GIVEN EXERCISE A -
Find each line in the records that follow which contains the word "gray", and copy those lines.

EXTRACT -
When AMD announced their Polaris architecture at CES, it was focused on mid-range applications. Their example was an add-in board that could compete against an NVIDIA GeForce GTX 950, 1080p60 medium settings in Battlefront, but do so at 39% less wattage than this 28nm, Maxwell chip. These Polaris chips are planned for a “mid 2016” launch.
Raja Koduri, Chief Architect for the Radeon Technologies Group, spoke with VentureBeat at the show. In his conversation, he mentioned two architectures, Polaris 10 and Polaris 11, in the context of a question about their 2016 product generation. In the “high level” space, they are seeing “the most revolutionary jump in performance so far.” This doesn't explicitly state that the high-end Polaris video card will launch in 2016. That said, when combined with the November announcement, covered by us as “AMD Plans Two GPUs in 2016,” it further supports this interpretation.
We still don't know much about what the actual performance of this high-end GPU will be, though. AMD was able to push 8 TeraFLOPs of compute throughput by creating a giant 28nm die and converting the memory subsystem to HBM, which supposedly requires less die complexity than a GDDR5 memory controller (according to a conference call last year that preceded Fury X). The two-generation jump will give them more complexity to work with, but that could be partially offset by a smaller die because of the potential differences in yields (and so forth).
Also, while the performance of the 8 TeraFLOP Fury X was roughly equivalent to NVIDIA's 5.6 TeraFLOP GeForce GTX 980 Ti, we still don't know why. AMD has redesigned a lot of their IP blocks with Polaris; you would expect that, if something unexpected was bottlenecking Fury X, the graphics manufacturer wouldn't overlook it the next chance that they are able to tweak it. This could have been graphics processing or something much more mundane. Either way, upcoming benchmarks will be interesting.
And it seems like that may be this year.
“Also, while the performance
“Also, while the performance of the 8 TeraFLOP Fury X was roughly equivalent to NVIDIA’s 5.6 TeraFLOP GeForce GTX 980 Ti, we still don’t know why. AMD has redesigned a lot of their IP blocks with Polaris; you would expect that, if something unexpected was bottlenecking Fury X,”
I think the bottleneck was some what already revealed. Remember back when AMD announced the Fury X they claimed 30% faster then a 980ti IF you used the settings they selected which were settings that took advantage of power of the shaders and most any setting that didn’t was turned off or low. There in lyes the answer. When doing Non-shader array based work like for example AF work amd cards are much slower at doing that work which nvidia cards are better at doing.
Could I be wrong yes but I think that is pretty much hitting the nail on the head.
Kind-of. “Non-shader” hits a
Kind-of. "Non-shader" hits a variety of fixed-function ASICs. Is it geometry? ROP? etc.

RECORD EXCERPTS -

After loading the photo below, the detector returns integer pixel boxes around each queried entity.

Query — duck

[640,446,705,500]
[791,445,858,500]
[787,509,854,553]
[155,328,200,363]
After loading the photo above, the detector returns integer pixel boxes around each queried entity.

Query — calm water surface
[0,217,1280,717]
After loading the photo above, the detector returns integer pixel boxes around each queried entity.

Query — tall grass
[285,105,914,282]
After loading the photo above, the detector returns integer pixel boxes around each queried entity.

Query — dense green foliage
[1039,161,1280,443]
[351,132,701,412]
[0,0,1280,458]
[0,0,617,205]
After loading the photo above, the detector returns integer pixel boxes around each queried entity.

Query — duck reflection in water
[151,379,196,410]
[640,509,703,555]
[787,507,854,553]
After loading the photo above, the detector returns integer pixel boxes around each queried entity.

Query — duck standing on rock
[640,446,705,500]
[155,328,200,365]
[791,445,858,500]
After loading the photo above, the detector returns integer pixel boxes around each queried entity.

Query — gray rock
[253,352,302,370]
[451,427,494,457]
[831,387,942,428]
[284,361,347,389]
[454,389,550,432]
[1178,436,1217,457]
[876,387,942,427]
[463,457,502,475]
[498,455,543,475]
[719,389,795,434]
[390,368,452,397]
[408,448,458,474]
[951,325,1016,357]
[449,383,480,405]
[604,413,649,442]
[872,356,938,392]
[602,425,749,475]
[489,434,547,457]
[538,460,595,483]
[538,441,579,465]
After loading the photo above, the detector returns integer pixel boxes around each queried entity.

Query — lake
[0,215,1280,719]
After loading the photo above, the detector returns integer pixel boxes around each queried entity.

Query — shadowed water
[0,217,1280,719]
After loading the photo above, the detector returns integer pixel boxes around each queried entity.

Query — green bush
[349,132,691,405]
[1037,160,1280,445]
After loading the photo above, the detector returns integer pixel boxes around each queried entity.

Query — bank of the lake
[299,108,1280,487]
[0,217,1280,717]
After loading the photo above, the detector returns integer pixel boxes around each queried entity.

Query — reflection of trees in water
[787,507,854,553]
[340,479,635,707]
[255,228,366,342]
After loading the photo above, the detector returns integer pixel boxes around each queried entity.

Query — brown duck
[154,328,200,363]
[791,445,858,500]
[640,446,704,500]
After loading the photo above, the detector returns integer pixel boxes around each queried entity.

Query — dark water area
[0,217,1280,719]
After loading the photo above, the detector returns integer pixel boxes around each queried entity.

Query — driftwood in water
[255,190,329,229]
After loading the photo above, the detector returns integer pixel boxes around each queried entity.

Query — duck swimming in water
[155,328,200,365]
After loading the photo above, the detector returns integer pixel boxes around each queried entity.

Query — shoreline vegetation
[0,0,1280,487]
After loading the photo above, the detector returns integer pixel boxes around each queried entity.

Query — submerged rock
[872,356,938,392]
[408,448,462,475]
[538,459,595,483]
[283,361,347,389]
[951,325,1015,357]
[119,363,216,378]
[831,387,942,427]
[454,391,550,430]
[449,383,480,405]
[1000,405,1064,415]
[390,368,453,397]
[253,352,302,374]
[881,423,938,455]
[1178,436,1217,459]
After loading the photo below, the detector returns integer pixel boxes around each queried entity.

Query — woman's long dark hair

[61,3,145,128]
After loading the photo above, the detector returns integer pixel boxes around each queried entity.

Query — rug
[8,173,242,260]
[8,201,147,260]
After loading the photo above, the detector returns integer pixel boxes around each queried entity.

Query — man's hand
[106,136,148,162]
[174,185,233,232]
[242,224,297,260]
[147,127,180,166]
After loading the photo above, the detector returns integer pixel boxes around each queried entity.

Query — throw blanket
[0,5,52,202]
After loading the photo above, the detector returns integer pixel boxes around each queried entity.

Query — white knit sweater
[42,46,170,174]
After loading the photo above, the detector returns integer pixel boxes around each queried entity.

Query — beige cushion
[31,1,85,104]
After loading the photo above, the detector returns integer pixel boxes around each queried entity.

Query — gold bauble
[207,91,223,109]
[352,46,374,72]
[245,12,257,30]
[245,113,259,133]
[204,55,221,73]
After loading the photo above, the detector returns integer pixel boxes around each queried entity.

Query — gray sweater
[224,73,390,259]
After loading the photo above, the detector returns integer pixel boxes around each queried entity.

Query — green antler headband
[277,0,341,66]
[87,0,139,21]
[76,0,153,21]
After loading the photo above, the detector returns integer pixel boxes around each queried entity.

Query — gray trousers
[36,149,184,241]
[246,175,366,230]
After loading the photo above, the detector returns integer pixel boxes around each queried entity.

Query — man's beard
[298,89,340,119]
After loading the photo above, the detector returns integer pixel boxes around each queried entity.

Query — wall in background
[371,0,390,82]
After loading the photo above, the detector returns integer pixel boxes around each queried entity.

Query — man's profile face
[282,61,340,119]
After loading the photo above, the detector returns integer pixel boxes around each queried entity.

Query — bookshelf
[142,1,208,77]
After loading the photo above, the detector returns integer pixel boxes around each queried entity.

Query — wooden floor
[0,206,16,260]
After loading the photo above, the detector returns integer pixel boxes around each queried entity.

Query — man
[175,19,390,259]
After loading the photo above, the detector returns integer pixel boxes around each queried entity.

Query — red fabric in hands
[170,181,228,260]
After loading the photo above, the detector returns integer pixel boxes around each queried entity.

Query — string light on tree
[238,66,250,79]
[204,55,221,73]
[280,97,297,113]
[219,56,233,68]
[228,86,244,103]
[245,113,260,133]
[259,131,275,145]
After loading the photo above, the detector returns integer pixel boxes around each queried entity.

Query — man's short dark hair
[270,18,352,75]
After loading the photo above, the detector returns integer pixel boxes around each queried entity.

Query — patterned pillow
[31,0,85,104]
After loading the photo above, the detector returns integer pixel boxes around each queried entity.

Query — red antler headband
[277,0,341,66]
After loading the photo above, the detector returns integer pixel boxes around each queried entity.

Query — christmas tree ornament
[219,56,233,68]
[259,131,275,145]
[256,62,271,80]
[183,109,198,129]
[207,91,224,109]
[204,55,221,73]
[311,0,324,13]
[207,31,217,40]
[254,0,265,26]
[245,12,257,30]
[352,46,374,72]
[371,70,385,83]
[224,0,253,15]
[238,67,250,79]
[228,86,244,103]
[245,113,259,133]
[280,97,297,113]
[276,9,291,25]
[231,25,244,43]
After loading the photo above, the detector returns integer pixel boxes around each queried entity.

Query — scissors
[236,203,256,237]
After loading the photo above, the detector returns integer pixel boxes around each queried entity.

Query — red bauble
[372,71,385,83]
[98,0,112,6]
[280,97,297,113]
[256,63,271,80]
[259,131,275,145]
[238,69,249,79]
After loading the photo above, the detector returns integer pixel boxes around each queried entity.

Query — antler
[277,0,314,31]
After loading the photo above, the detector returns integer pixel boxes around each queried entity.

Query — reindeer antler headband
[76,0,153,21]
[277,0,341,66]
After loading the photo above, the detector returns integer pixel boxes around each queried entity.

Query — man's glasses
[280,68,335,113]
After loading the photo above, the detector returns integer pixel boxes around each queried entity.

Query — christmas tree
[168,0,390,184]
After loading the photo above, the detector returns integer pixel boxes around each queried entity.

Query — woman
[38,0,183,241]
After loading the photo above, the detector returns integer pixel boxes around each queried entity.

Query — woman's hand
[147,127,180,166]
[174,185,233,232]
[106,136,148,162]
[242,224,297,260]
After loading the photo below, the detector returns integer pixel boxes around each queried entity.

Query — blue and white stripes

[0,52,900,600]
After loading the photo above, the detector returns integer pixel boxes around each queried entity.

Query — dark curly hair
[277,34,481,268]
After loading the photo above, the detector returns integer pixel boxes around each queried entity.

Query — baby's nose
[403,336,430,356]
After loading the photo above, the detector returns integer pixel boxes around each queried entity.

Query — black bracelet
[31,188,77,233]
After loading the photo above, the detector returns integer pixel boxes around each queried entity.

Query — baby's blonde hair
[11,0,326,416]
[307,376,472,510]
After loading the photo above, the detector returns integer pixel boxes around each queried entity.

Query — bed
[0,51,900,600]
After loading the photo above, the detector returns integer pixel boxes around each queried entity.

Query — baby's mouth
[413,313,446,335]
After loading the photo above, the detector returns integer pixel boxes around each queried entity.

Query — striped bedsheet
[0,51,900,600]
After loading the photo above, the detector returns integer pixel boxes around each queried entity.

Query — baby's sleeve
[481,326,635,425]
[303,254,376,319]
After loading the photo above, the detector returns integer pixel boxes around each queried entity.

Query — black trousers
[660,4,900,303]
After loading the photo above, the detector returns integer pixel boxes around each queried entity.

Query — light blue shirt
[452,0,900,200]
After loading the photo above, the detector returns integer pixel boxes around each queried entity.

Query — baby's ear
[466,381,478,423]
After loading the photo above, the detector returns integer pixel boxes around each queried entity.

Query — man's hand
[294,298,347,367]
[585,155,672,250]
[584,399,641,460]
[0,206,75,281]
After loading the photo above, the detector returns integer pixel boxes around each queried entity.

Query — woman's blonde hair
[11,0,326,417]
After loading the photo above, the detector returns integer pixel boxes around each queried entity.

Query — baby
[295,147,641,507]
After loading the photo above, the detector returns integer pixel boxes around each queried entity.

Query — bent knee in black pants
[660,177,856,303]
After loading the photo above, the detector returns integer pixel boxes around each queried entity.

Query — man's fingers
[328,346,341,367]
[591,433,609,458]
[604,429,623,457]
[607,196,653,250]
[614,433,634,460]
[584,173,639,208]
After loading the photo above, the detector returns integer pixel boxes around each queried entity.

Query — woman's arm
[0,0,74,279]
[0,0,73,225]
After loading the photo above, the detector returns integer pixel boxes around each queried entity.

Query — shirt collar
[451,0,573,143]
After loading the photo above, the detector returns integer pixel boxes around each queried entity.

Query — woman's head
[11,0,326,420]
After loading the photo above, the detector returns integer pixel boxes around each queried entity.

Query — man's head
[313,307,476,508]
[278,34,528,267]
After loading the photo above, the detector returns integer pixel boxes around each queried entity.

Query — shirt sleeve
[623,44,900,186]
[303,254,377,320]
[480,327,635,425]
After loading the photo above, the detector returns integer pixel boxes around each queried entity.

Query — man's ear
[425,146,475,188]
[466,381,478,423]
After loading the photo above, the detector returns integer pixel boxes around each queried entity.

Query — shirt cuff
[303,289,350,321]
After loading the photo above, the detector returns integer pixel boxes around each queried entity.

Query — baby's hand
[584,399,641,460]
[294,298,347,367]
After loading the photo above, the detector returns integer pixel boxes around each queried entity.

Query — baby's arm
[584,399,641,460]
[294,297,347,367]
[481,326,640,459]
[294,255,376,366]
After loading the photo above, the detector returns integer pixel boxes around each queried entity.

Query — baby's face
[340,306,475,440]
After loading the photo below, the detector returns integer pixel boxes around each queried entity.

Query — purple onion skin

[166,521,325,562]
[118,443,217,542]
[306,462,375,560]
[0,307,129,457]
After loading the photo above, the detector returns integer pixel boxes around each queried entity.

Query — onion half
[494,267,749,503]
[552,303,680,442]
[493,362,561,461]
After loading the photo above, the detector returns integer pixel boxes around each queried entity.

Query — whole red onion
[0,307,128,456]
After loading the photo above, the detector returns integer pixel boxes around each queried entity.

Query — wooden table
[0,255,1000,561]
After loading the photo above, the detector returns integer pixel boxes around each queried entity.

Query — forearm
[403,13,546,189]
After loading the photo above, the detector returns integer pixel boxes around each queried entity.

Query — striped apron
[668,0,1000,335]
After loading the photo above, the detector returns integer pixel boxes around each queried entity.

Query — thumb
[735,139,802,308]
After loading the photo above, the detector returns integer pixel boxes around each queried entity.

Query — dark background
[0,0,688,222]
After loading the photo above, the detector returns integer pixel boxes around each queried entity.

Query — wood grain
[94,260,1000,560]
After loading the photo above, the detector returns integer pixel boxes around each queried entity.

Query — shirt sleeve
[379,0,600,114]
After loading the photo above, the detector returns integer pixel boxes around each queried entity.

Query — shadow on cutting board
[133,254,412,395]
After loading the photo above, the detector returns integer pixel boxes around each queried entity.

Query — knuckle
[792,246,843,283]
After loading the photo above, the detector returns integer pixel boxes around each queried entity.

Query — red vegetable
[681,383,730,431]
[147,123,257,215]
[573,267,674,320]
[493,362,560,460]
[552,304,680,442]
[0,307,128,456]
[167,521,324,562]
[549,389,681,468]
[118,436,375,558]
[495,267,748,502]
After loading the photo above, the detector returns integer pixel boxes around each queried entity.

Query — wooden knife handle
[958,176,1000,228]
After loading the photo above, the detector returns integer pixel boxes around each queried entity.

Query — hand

GIVEN EXERCISE B -
List every graphics card model named in the Polaris discussion above.

EXERCISE SOLUTION A -
Query — gray rock
Query — gray sweater
Query — gray trousers

EXERCISE SOLUTION B -
- NVIDIA GeForce GTX 950
- AMD Fury X
- NVIDIA GeForce GTX 980 Ti